INFORMATION SUPPLIED –
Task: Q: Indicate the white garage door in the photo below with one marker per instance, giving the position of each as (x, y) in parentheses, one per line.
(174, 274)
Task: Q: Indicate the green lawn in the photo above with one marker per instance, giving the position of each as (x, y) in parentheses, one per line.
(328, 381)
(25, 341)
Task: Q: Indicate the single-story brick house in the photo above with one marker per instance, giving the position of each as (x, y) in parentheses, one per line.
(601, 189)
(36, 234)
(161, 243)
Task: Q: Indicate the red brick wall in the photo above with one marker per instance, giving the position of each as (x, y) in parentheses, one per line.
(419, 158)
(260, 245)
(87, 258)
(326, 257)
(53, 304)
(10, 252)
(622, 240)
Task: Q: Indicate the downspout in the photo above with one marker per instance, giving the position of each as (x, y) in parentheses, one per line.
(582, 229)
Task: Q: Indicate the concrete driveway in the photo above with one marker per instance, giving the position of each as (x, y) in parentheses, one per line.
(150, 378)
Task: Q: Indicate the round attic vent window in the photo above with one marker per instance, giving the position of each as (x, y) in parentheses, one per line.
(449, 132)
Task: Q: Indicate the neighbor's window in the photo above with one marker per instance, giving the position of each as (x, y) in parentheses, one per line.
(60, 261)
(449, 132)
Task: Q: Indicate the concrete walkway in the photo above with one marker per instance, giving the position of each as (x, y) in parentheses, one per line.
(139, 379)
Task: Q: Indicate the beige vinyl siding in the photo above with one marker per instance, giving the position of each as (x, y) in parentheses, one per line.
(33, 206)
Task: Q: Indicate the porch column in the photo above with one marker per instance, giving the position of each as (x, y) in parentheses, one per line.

PROBLEM STATEMENT –
Reproduce each of the records above word for word, keeping every line in its original order.

WRITTEN RESPONSE –
Task: Q: Indicate the white garage door in the photo below with one marker per instance, giving the position of each as (x, y) in parentheses, one per line.
(174, 274)
Task: Q: Indicate the green lawn in the photo above with one marker per instance, giving the position of each as (x, y) in parentheses, one per line.
(328, 381)
(25, 341)
Task: Q: Indicate the single-story brick house in the photo above with one marker per instance, giving the position of each as (x, y) in parentheses, one per line.
(601, 189)
(36, 234)
(161, 243)
Task: Q: Indicate the red brick wall in the photo above with one marker per instance, giving the position of each as (x, y) in parentheses, one per line.
(419, 158)
(260, 245)
(87, 258)
(326, 257)
(53, 304)
(10, 252)
(622, 240)
Task: Q: Indicate the downspout in the photo above with one marker per instance, giving the position of each as (x, y) in parentheses, one per line.
(582, 229)
Task: Q: Indicate the concrete driveway in the photo above with one marker per instance, giving the position of each as (x, y) in parentheses, one per line.
(150, 378)
Task: Q: Indicate the round attic vent window in the photo above with one marker per instance, giving the position of each as (x, y) in parentheses, one per line.
(449, 132)
Task: Q: Indicate the neighbor's window in the photo above with one marker per instance, giving the position of each as (x, y) in parentheses, one per line.
(60, 261)
(449, 132)
Task: Q: Indicate the concrete walkway in the photo above with one marker per instance, giving the position of each as (x, y) in parentheses, one per line.
(139, 379)
Task: Q: Indicate the beige vinyl siding in the photo above with one marker per instance, giving the position of each as (x, y) in parentheses, one per line.
(33, 206)
Task: Q: Indicate the porch column in the photo above with one marker per instance, giving the position of each as (x, y) in parentheses, one per line.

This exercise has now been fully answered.